What is asked –
- A) Decide whether each statement below agrees with the Steven Callahan account. (i) Callahan's father worked as an architect. (ii) Callahan was sailing solo across the ocean by age 16. (iii) Callahan completed the sailing race from Cornwall to Antigua. For each, answer yes or no and quote the words from the account that settle it.
- B) Extend the Steven Callahan account, starting after its final sentence.

Page text –
The story of Steven Callahan, who survived being lost at sea for 76 days in 1982, is one of the great survival stories ever recorded.

Callahan was born in Needham, Massachusetts on the 6th of February 1952. His father Frank was an architect which inspired him to draw from a young age. 

Callahan first got a taste for sailing in the Boy Scouts. At 12, he was sailing out of sight of land. At 16, he was doing solo day trips. By adulthood, Callahan was doing coastal trips hundreds of miles long.

Callahan's childhood dream was to cross the Atlantic solo or double-handed. 

In January 1981, 29-year-old Callahan set sail from Newport, Rhode Island on his 6.5-meter sloop to Bermuda. From Bermuda, Callahan sailed to Cornwall, UK with his friend Chris Latchem.

In Cornwall, Callahan participated in a sailing race to Antigua but dropped out in La Coruña, Spain to repair his boat which was damaged and several other boats had sunk from bad weather.

Callahan continued on with his endeavour sailing down the Spanish and Portuguese coast before setting off for El Hierro (Gran Canaria) off the coast of Morocco.

Dataset –
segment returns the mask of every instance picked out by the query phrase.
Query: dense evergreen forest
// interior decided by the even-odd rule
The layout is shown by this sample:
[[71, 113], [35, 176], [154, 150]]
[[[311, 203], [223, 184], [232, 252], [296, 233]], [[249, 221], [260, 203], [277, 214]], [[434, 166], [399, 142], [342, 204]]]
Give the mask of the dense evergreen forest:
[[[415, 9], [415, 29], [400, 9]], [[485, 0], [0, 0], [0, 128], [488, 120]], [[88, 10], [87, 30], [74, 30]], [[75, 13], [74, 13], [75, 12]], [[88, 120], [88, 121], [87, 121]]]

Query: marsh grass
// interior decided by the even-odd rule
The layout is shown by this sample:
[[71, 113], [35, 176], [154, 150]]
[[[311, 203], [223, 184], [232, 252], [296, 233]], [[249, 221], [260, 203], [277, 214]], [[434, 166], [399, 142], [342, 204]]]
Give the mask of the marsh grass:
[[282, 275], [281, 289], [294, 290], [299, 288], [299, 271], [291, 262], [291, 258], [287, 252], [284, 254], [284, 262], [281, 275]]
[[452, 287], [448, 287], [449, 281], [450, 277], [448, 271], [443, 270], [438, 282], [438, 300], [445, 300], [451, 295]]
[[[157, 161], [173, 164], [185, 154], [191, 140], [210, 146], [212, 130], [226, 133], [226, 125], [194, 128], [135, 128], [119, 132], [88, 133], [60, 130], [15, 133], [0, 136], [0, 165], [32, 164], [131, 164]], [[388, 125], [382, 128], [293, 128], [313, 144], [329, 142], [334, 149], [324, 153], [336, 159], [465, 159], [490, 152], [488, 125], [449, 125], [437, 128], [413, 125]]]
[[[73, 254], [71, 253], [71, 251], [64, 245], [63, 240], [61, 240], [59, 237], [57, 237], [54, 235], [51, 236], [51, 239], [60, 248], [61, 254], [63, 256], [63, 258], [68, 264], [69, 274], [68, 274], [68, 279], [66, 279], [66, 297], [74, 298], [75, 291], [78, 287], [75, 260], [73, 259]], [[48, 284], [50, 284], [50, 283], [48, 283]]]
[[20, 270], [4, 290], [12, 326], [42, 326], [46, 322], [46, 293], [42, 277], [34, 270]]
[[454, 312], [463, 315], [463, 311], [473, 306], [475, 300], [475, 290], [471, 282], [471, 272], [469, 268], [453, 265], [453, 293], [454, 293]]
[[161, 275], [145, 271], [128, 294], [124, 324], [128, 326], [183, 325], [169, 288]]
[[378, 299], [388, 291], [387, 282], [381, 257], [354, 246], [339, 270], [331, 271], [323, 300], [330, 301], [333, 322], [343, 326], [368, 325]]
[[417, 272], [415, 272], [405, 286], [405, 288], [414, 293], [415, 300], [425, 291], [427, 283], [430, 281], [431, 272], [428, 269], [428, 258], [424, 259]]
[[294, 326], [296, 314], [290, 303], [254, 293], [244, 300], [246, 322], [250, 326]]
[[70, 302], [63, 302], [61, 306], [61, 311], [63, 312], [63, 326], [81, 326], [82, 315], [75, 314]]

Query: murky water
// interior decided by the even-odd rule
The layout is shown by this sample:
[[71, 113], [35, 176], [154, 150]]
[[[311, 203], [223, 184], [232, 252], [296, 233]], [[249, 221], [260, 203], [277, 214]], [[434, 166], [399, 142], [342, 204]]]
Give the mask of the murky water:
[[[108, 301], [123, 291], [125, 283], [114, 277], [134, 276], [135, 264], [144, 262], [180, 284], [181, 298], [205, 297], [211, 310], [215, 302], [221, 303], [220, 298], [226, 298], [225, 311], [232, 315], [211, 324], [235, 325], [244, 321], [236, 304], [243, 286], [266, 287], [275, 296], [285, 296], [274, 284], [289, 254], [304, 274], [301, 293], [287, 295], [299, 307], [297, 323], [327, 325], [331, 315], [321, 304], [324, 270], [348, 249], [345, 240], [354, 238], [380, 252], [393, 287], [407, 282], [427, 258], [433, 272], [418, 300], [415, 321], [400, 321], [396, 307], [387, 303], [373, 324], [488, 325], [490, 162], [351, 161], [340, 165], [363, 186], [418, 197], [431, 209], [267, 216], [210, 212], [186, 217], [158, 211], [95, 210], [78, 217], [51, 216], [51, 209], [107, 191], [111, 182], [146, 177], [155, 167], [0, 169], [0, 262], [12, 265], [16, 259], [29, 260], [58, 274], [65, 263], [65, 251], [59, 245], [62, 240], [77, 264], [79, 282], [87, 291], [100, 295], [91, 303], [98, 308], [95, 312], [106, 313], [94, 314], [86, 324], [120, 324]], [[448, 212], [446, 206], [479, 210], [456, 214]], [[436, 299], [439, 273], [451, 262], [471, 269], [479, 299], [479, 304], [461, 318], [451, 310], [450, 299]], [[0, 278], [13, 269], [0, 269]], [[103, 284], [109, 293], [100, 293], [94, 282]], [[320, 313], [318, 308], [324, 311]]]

Responses per task –
- A)
(i) Yes: "His father Frank was an architect"
(ii) No: "At 16, he was doing solo day trips."
(iii) No: "dropped out in La Coruña, Spain to repair his boat"

- B)
On the 29th of January 1982, Callahan set off from the Canaries back home to America. On the 4th of February, in the dead of night, something crashed into the boat causing a hole in the hull. It's believed to have been a whale or possibly a shark.

As the freezing water started to flood the boat, Callahan became momentarily frozen with the thought of "I'm about to die." Survival instincts took over and Callahan started frantically gathering supplies while preparing to abandon on the 6-foot rubber life raft. Twice, Callahan had to dive underwater to retrieve supplies in his submerged cabin while the boat was sinking. 

Callahan found himself 800 miles off the Canary Islands with a few days worth of food, water, and flares. It took him days to figure out how to operate the solar stills, a device that filters undrinkable seawater to clean safe drinkable water. He had two solar stills that filtered a pint of water per day. He also had a spear gun to fish.

Callahan activated his EPIRB (Emergency position indicating beacon) but unfortunately, he was out of range for anyone to pick it up. Sharks began to get more aggressive with his raft. 

After two weeks of being adrift, Callahan spotted a ship on the horizon. He set off a flare but the ship goes by oblivious to Callahan's presence. All the while shifting between survival mode and despair, becoming consumed with life regrets, he would gaze up at the night sky and think "A view of heaven from a seat in hell".

Forty days adrift, his raft became damaged. It was a constant struggle to keep his raft afloat using a pump. After ten days of trying to fix the tear and being mentally and physically exhausted, he gave up. Thoughts of death frighten him back to survival mode and he eventually figured out how to fix the tear.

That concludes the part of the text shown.